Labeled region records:
■ ■ ■ ■

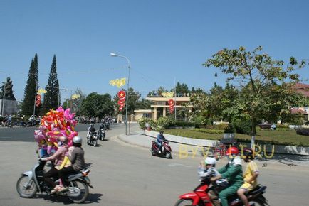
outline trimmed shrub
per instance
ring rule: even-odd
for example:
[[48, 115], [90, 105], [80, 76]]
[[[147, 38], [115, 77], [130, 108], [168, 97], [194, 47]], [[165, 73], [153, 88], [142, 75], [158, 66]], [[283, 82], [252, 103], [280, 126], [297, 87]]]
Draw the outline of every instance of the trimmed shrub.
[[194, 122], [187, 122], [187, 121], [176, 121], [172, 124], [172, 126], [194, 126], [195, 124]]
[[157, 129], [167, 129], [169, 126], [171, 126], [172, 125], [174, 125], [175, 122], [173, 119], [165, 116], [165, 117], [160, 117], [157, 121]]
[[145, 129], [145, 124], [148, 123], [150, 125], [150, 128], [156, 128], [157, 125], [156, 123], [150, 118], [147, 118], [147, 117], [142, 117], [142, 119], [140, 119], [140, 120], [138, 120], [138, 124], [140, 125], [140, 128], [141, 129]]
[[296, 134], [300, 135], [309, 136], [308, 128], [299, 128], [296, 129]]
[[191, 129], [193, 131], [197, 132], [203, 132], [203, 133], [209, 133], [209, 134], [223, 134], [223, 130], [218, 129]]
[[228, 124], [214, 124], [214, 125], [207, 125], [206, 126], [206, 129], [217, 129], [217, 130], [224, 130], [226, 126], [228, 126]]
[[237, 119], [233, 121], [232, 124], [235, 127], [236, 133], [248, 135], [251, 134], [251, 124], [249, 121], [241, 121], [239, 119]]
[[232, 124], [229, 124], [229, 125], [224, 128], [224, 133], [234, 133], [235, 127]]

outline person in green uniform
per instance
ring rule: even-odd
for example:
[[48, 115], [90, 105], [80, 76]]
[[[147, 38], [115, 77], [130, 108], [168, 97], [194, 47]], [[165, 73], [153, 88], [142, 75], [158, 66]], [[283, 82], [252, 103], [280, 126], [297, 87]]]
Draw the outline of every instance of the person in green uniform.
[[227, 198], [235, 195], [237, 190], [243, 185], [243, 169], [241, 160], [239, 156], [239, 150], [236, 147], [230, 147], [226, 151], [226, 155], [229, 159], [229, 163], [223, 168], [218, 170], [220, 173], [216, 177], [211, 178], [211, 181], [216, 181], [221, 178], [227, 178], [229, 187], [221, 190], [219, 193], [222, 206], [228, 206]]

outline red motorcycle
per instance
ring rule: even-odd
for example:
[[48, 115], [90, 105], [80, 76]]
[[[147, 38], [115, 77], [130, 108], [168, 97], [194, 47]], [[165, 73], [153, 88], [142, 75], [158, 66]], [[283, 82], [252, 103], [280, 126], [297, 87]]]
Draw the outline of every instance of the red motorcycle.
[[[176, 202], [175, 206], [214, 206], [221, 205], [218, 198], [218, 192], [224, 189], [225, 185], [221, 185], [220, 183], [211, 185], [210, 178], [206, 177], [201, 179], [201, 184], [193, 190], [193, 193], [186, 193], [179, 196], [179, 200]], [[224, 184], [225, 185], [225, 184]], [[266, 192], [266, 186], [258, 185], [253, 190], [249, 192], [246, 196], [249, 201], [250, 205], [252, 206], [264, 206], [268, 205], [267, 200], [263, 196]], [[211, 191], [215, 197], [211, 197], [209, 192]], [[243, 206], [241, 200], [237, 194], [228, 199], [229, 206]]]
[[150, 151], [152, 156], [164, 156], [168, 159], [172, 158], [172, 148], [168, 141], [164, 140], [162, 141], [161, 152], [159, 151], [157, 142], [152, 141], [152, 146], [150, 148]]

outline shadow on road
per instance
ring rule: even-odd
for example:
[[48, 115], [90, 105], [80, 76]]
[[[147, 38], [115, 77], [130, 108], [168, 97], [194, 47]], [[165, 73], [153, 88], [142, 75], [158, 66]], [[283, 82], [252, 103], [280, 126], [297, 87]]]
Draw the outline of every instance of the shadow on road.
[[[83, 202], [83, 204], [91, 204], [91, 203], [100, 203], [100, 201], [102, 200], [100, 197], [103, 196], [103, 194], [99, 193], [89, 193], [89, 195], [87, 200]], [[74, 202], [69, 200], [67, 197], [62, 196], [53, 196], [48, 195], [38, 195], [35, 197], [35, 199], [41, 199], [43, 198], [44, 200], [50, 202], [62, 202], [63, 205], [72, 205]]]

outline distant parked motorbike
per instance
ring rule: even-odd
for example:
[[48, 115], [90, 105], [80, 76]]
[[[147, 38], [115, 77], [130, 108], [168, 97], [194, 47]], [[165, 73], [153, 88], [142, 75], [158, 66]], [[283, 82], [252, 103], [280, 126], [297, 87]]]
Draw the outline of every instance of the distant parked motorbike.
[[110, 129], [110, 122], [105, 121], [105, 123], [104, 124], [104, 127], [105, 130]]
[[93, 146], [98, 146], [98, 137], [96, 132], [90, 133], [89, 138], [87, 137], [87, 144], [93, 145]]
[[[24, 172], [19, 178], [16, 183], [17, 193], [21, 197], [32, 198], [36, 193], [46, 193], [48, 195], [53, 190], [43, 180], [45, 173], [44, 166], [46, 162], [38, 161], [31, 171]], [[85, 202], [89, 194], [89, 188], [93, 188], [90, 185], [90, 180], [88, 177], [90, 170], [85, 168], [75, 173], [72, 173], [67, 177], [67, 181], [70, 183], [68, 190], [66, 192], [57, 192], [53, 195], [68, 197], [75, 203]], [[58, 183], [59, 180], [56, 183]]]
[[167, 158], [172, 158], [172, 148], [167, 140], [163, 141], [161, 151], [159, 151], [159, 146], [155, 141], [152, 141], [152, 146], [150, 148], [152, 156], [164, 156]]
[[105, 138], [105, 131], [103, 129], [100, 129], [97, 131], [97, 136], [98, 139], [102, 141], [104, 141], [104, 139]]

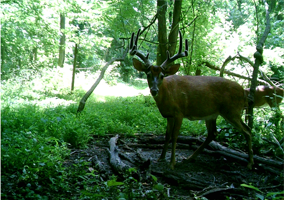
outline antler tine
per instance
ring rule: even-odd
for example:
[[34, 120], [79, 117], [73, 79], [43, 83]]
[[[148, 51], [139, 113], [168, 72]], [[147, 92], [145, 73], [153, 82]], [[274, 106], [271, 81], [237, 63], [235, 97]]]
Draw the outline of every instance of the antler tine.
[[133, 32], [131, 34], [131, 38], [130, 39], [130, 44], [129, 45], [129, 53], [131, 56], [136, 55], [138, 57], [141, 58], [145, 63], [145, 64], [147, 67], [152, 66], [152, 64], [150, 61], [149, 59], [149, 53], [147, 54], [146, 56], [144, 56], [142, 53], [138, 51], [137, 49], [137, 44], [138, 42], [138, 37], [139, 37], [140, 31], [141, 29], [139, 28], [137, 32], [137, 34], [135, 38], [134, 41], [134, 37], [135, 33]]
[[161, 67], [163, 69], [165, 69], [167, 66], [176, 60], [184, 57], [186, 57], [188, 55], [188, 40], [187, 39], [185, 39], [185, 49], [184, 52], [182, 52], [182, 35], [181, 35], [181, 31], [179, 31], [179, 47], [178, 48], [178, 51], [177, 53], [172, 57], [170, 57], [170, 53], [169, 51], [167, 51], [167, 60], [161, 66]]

■ ■ ■ ■

Please rewrite the lines of the material above, from the line that contains "outline red motorcycle" through the line that contains "199], [229, 206]]]", inclusive, as a JSON list of strings with one string per line and blank lines omitted.

Written response.
[
  "outline red motorcycle",
  "per instance",
  "ring rule: even-odd",
  "for example:",
  "[[48, 115], [90, 105], [80, 76]]",
  "[[[147, 38], [115, 77], [130, 108], [168, 97], [194, 47]], [[165, 73], [153, 88], [142, 75], [158, 66]], [[283, 82], [252, 103], [280, 126], [297, 87]]]",
  "Draw the outline of every instance of the red motorcycle.",
  "[[[176, 202], [175, 206], [214, 206], [221, 205], [218, 198], [218, 192], [224, 189], [225, 185], [221, 185], [220, 183], [211, 185], [210, 178], [206, 177], [201, 179], [201, 184], [193, 190], [193, 193], [186, 193], [179, 196], [179, 200]], [[224, 184], [225, 185], [225, 184]], [[266, 192], [266, 186], [258, 185], [253, 190], [249, 192], [246, 196], [249, 201], [250, 205], [252, 206], [264, 206], [268, 205], [267, 200], [263, 196]], [[211, 191], [215, 197], [211, 197], [209, 192]], [[243, 206], [241, 200], [237, 194], [228, 199], [229, 206]]]"
]